======== DATA ENTRIES ========
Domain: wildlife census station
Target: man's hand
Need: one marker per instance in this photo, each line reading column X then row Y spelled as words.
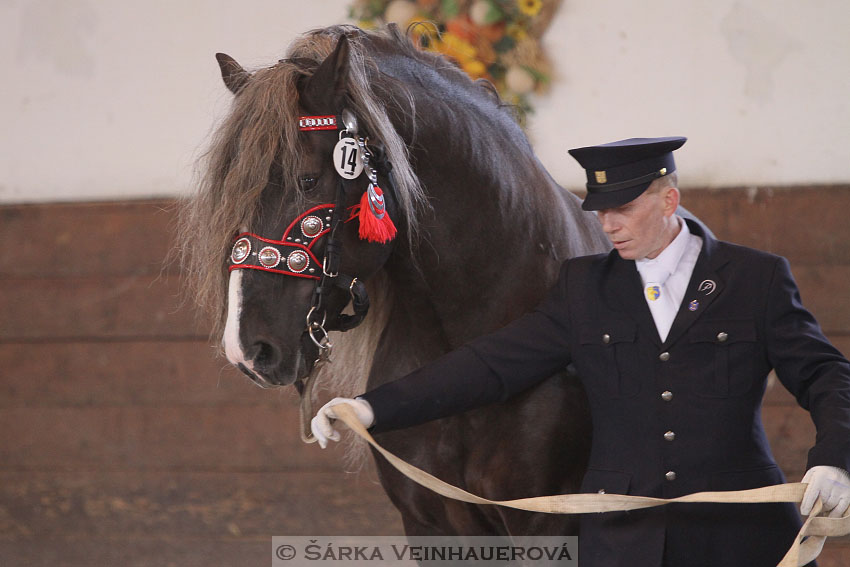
column 322, row 427
column 832, row 485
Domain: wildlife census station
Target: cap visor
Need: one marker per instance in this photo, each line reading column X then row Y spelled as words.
column 613, row 199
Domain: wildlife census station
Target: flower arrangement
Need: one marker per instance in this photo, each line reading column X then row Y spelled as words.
column 497, row 40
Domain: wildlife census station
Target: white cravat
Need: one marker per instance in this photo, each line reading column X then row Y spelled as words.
column 665, row 277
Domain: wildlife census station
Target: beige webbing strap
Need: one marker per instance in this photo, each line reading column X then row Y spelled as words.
column 801, row 552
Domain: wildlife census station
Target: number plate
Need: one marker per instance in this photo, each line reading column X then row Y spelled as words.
column 347, row 158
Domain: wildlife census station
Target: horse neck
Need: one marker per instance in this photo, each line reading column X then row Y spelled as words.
column 496, row 235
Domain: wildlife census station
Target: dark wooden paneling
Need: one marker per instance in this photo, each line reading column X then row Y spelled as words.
column 143, row 373
column 107, row 307
column 175, row 505
column 791, row 434
column 85, row 239
column 805, row 224
column 227, row 438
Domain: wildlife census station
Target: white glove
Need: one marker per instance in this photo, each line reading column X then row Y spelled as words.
column 322, row 427
column 832, row 485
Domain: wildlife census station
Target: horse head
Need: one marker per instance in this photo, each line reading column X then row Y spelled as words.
column 302, row 255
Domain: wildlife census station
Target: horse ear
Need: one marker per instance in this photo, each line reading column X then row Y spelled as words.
column 325, row 90
column 235, row 77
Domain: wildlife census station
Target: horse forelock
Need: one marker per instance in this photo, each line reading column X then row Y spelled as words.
column 261, row 133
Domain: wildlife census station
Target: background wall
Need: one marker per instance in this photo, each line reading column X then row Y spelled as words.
column 104, row 100
column 123, row 441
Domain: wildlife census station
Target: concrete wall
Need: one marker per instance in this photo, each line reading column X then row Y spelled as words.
column 104, row 99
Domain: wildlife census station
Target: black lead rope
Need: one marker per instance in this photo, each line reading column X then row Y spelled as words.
column 331, row 278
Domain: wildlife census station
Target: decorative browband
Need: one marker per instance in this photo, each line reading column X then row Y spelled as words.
column 291, row 255
column 309, row 123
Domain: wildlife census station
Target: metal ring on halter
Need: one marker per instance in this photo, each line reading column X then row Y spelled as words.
column 324, row 342
column 325, row 268
column 311, row 323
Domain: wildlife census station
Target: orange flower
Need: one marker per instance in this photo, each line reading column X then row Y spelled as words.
column 530, row 7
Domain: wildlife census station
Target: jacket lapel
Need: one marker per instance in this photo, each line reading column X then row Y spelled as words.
column 704, row 287
column 625, row 290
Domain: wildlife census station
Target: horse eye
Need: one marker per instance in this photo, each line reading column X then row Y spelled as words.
column 308, row 182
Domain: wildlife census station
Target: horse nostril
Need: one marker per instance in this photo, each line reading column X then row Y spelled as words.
column 266, row 355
========
Every line above should be returned exactly; the pictures stay out.

EXERCISE RESPONSE:
Domain: wildlife census station
Target: man's hand
Need: one marker per instance in this photo, each line reading column X then row Y spelled as words.
column 322, row 427
column 832, row 485
Domain: wildlife census station
Target: cap visor
Need: one marker per instance in this photo, each line reading column X then row Y spelled as words.
column 613, row 199
Domain: wildlife census station
Target: flower arrangement
Need: one marker per instance in this photo, each line reading column X then row Y spelled as words.
column 497, row 40
Domain: wildlife census station
Target: white cravat
Need: one marker per instance in this photo, each line reading column X then row Y spelled as words.
column 665, row 277
Domain: wildlife census station
Target: beige webbing strap
Need: one marker per instance in this photo, each line reading column X then row Y spelled as words.
column 801, row 552
Domain: wildlife census station
Target: number plate
Need: one marker per instance in this photo, each line reading column X then row Y spelled as words.
column 347, row 158
Domain: wildlife census station
Target: horse neck
Need: one marker per instance in this photo, each line reading column X then row Y spelled as words.
column 496, row 235
Domain: wildlife census station
Target: dark wooden paneling
Need: one marker per instance in this photo, each line reading column X then row Y spelled as words.
column 143, row 373
column 107, row 307
column 175, row 505
column 791, row 434
column 85, row 239
column 805, row 224
column 227, row 438
Domain: wildlife census station
Target: white glove
Need: one marker per instance in this photo, each line reading column X then row Y spelled as words.
column 322, row 427
column 832, row 485
Domain: wildlife census station
Target: horse head
Need: one marker per instance in this photo, each line reading column X then row Y spelled as words.
column 302, row 255
Domain: wildlife census station
Target: horse ear
Need: one marker per instance in this photo, each line reading column X then row Y spelled as words.
column 325, row 90
column 235, row 77
Domain: wildlife census station
Target: horse forelock
Need: one marker per instance in this photo, each line reading column X then row Y spelled as words.
column 261, row 133
Domain: wildlife census station
Target: background wall
Need: one marker per instance in this photo, each line reading column X then row Y spelled as words.
column 104, row 100
column 123, row 441
Domain: wildlife census station
Target: concrete wall
Need: one marker per instance in this photo, each line reading column X then row Y spelled as words.
column 104, row 99
Domain: wildlife census station
Target: black lead rope
Need: one marker per instance in this photo, each line reading column X then row Y spelled as words.
column 331, row 278
Domain: wildlife census station
Target: decorative browband
Need: one marker per instance in this photo, each line reading column X then row Y spelled as words.
column 291, row 255
column 309, row 123
Domain: wildlife census station
Target: metal ring on halter
Need: one marker per instance in this photo, each line reading column X then row Y spelled as words.
column 324, row 342
column 325, row 268
column 311, row 323
Domain: wildlife census station
Target: orange flower
Need: one marker per instance in this photo, each line reading column X then row Y spelled as words.
column 530, row 7
Domain: wildlife census station
Target: jacket lapel
Need: one marker per instance in this photo, each line reading column X then row Y spelled as words.
column 704, row 287
column 625, row 290
Domain: wildlife census station
Target: horse eye
Need: one marker per instance in this photo, each line reading column X then row Y spelled as words.
column 308, row 182
Domain: wildlife census station
Target: horse nostril
Need: one marker per instance in this photo, each line reading column X then row Y spelled as words.
column 266, row 355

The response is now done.